_EXERCISE GOAL_.
Each entry below is to be given again word for word, with no pictures.

-----

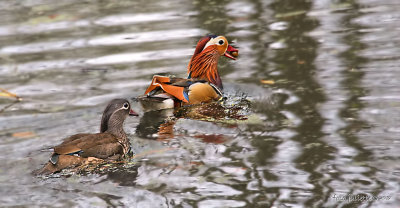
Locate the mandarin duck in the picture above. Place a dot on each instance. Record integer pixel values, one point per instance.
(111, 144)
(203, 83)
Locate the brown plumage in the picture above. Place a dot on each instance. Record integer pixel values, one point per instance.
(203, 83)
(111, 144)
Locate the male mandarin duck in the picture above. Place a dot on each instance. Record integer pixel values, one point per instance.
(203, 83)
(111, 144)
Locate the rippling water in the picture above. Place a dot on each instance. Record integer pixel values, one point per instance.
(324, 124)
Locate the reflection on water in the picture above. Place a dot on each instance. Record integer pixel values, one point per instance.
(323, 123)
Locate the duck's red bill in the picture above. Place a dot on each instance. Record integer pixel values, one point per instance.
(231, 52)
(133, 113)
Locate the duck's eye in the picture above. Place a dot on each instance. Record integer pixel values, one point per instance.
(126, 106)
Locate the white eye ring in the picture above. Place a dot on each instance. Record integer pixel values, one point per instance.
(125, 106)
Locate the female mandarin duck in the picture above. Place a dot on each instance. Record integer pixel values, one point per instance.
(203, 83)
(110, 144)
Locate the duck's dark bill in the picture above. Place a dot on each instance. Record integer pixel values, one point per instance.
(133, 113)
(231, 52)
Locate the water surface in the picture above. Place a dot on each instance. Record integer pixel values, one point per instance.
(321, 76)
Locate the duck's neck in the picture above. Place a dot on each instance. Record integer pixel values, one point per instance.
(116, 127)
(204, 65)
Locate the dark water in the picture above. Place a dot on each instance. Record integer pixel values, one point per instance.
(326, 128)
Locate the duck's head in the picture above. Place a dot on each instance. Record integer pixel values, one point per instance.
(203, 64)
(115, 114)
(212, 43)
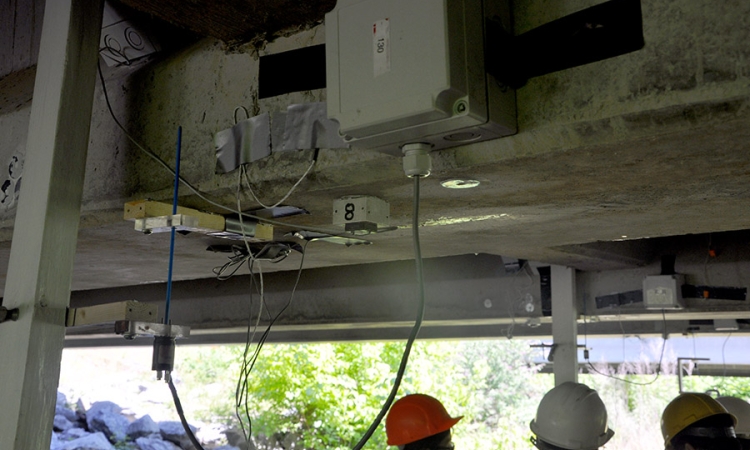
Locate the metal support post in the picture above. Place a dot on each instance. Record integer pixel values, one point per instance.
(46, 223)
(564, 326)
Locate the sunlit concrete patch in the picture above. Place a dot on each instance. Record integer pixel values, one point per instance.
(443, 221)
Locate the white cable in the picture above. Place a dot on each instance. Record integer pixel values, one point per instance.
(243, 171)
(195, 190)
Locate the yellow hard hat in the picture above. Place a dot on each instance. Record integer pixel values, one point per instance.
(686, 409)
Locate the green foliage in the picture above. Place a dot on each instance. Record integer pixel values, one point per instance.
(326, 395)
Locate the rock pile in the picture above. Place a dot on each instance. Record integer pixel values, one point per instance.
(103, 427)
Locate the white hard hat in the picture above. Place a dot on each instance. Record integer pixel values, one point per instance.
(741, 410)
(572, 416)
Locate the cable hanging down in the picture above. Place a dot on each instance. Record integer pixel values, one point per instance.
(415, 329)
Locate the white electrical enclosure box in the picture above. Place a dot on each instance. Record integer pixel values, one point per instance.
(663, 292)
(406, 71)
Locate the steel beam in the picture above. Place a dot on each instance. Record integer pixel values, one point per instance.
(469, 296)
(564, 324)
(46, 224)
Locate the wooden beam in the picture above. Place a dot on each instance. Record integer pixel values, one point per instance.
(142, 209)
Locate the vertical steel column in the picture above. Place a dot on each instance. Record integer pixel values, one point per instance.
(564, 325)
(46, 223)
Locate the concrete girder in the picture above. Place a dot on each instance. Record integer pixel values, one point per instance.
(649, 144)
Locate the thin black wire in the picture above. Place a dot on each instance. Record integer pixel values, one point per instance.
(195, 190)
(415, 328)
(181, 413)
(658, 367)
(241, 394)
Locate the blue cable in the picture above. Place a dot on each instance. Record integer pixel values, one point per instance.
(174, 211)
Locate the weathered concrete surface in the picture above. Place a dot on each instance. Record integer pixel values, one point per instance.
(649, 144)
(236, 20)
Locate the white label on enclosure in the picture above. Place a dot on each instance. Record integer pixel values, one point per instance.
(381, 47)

-----

_CORRECT ANSWER_.
Locate the mandarin duck in the picture above. Place a dot on each instance. Record integer pixel values, one point per instance.
(111, 144)
(203, 83)
Locate the brown plumage in the picture above. Place a dot on each instance. Record integer pixel values, one point per instance.
(203, 83)
(111, 144)
Locate the male mandarin duck in the picture above. Place a dot on each instance. Record integer pixel values, one point per instance.
(203, 83)
(111, 144)
Locate the rippling water in the picture above. Place a dot on each instance. Record integer pixel values, one point per instance.
(324, 124)
Locate the reflection on water in the picture above. Place a dot on each instance. Record integer pixel values, one point per instance.
(323, 123)
Locate the duck's red bill in the picture above. Place a dot on each instance. Record integer pixel values, one point per instance.
(231, 52)
(133, 113)
Locate the duck's eye in the picture above. Place a dot on each instance. Record integer pixel values, one point per instance.
(126, 106)
Locate the white eye ring in the picture above. Place a dot on each instance. Record integer pixel values, one point per instance.
(125, 106)
Locate the female mandarin duck in the picture above. Place a dot on each instance. Record integer pixel values, one point per instance.
(203, 83)
(110, 144)
Locate the duck's dark bill in the picture above. Place a dot on each instance. Record integer pixel values, one point per instance.
(133, 113)
(231, 52)
Locate the water surface in the picture above. Place a dot on each instance. Record integer pixel values, one point per instance.
(321, 76)
Locate the duck's neck in the picture above. Place a dot on each instance. Record integer pixel values, one point per instance.
(116, 127)
(204, 65)
Locate the dark water in the picture above. Place a dot on each instance. Record integer pixel values, one point per instance.
(326, 128)
Locate the duck's head in the picture above. Place a dot on each instance. Record integer pixel values, one point per instance.
(203, 64)
(115, 114)
(212, 43)
Locate the metal support post in the picture above. Place a dot on each instance. Record integer pixel values, one point per instance.
(46, 223)
(564, 326)
Locate the sunlit concrete patch in the picture above. Place a dot on each instance. Record integer pixel values, one point per instance.
(443, 221)
Locate the white cable in the picture above. Place a dot on each instance. Record integer pixel values, one point per instance.
(243, 171)
(195, 190)
Locate the yellow hard hat in the picture above. Place a dot on each instance. Record integer pixel values, one point per instance.
(686, 409)
Locate the green foliage in the picture above. Place a dot on each instance. Record integer pixel values, one point per instance.
(326, 395)
Locate the rock pile in the picture above. Place a dot on each instance. Record integer pixel values, one point per instance.
(103, 427)
Locate the white hard hat in the picture above. Place a dot on each instance. Record integer pixel values, one point per instance.
(741, 410)
(572, 416)
Locate the cable hanging down in the picture above. Place a dot on each instance. Record integer pixel values, one point per instance.
(415, 329)
Locate the white electrical enclosure box in the picture above. Place a dot on each instance. Record integer pixel values, one point per instance.
(663, 292)
(406, 71)
Locate the steel beam in the picture above. Place a dot on each instance. Record integer pixel values, one point per instance.
(469, 296)
(564, 324)
(46, 224)
Locate the wooden beam in the picture above. Place a dot on each instance. Record integer pixel values, one point per instance.
(142, 209)
Locate the vertical steel column in the picture above. Place a dot on each instance. Record integer pixel values, one point per instance.
(564, 325)
(46, 223)
Locate the concrete girder in the picture above. Place a dot on each instance. Record integer pixel values, one point per instance.
(649, 144)
Locate the thin black wire in the picture above. Place a dot on each instance. Record integer pixel values, one point per instance.
(195, 190)
(415, 328)
(181, 413)
(658, 367)
(241, 394)
Locate the blue cable in the picture above. Place a dot on each instance. Record integer pixel values, one point per instance.
(174, 211)
Locate the weathered concrete surface in the picture above. Place a dot on each instance. Record integer pixel values, one point per instance.
(649, 144)
(236, 20)
Locate the white label on enclosure in the picture above. Place a dot on each instance. Record integer pixel values, one point per instance.
(381, 47)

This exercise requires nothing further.